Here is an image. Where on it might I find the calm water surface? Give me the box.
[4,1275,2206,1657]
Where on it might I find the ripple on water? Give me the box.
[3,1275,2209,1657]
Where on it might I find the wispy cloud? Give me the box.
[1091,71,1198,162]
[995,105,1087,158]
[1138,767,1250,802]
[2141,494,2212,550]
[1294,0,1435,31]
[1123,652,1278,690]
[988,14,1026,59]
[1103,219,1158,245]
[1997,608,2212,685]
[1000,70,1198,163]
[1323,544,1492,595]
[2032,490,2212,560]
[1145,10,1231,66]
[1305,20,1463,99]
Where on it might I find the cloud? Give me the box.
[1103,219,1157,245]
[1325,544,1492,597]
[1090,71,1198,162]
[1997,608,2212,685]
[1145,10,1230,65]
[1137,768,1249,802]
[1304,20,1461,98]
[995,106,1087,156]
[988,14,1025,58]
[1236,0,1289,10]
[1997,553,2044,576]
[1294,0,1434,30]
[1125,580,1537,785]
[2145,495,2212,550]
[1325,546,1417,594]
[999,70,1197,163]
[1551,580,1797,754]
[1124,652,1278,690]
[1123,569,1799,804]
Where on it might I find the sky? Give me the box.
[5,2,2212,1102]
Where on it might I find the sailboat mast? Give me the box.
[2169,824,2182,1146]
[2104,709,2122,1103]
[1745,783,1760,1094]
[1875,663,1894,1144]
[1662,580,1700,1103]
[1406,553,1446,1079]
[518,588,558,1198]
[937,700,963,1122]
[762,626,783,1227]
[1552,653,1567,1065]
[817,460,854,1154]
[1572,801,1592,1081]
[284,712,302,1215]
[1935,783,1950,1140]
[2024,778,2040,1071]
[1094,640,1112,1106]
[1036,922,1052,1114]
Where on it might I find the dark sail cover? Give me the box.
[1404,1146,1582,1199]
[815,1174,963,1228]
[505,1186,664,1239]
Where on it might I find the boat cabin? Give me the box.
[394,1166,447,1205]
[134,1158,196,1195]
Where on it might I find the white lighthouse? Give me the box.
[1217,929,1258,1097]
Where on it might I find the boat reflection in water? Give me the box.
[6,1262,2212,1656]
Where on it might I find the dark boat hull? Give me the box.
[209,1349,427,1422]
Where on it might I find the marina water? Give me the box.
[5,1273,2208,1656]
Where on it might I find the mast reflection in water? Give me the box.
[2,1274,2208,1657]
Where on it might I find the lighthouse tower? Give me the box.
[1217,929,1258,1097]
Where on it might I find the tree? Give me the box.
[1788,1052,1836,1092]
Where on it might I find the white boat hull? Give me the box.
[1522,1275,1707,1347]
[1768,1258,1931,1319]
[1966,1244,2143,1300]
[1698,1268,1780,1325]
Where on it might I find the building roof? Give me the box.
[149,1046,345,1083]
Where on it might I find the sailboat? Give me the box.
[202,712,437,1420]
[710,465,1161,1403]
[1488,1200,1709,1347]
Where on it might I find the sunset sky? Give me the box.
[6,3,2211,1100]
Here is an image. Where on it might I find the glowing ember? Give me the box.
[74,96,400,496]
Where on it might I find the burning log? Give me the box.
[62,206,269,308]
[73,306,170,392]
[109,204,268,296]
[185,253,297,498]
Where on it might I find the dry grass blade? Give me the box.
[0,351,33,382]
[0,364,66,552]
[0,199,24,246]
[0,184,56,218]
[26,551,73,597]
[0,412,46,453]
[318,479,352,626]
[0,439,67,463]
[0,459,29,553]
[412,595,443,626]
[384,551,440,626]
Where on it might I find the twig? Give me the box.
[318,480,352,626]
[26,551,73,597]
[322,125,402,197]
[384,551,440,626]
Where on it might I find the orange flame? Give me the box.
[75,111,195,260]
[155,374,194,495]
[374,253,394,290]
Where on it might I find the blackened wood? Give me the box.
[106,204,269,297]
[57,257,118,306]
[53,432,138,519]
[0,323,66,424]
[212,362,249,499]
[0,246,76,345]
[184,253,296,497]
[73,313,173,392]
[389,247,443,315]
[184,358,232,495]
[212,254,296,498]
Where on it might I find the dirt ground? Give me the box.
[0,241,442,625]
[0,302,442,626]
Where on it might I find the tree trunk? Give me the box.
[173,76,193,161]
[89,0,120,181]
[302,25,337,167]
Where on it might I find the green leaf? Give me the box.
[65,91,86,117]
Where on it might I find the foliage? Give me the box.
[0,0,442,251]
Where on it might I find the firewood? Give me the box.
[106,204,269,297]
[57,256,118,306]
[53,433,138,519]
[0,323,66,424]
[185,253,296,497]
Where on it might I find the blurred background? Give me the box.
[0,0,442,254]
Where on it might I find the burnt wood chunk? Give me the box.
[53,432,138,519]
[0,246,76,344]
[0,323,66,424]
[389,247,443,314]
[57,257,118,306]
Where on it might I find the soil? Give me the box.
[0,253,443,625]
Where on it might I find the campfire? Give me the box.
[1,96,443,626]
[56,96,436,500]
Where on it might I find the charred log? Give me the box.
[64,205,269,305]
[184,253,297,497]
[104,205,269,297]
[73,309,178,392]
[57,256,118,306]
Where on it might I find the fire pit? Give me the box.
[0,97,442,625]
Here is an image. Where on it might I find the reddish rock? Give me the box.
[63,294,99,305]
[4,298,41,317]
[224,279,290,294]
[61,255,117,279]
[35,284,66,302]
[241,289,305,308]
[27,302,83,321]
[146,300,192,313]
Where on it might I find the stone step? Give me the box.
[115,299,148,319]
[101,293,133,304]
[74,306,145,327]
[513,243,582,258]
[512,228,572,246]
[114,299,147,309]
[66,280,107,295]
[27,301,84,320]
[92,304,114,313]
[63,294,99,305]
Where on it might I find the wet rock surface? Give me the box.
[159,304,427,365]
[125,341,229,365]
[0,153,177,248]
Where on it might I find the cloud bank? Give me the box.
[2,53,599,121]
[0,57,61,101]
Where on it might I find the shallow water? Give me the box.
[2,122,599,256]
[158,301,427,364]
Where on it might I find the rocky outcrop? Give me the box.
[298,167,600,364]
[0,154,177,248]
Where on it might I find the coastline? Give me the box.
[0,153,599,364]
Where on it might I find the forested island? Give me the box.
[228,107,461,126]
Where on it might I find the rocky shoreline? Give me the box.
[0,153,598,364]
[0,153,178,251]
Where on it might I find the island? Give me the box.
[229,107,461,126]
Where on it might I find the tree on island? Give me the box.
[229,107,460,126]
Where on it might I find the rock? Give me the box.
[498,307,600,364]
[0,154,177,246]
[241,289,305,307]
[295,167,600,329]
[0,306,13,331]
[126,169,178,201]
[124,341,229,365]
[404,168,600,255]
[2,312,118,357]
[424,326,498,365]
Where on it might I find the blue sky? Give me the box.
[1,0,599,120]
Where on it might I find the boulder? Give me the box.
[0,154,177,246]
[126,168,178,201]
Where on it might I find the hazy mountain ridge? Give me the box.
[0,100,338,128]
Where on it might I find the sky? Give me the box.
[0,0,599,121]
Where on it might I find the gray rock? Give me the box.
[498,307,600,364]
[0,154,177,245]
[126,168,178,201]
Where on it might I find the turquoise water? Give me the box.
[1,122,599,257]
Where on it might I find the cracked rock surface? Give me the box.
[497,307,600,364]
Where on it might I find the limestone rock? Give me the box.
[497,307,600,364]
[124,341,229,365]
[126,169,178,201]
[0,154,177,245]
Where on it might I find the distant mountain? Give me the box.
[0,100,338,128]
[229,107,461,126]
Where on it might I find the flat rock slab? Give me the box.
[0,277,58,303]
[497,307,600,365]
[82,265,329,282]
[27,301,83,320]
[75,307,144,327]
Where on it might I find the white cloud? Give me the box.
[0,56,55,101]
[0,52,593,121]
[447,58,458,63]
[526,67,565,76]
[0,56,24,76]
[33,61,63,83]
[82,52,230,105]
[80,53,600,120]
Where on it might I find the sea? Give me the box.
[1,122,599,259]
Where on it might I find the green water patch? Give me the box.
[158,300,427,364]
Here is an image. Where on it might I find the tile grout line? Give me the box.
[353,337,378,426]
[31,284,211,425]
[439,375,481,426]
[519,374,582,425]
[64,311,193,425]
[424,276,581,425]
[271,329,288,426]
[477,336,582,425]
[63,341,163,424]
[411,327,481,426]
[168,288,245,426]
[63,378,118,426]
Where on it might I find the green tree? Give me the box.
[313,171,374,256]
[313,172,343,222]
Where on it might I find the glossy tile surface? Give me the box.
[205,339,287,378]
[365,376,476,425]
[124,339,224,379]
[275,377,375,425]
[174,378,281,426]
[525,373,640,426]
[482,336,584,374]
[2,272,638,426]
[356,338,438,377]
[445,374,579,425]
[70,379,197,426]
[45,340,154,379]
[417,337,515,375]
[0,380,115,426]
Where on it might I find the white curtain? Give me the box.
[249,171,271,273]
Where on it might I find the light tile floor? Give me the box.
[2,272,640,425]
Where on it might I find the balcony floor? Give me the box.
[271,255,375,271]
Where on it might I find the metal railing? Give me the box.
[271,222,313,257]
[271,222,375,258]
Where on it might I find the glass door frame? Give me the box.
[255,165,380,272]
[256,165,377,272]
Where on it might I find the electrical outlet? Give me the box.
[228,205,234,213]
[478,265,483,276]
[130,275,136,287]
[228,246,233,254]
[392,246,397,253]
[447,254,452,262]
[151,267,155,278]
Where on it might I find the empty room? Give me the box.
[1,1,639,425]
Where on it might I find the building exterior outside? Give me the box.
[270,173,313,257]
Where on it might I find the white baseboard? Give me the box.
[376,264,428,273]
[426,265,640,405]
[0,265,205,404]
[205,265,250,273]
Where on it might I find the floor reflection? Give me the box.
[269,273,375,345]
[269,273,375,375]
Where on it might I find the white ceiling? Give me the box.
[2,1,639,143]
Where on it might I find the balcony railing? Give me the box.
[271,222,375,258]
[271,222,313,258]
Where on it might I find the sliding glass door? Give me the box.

Exercise objective> Exactly and only the lines from the line containing "Where on it might I find the white ceiling?" through the final line of the records above must be returned.

Answer for the task>
Where on it might I find the white ceiling? Give me the box.
[2,1,639,143]
Where on it might I find the balcony railing? Give me the box.
[271,222,375,258]
[271,222,313,258]
Where on it might I find the sliding glass door? Give me the box.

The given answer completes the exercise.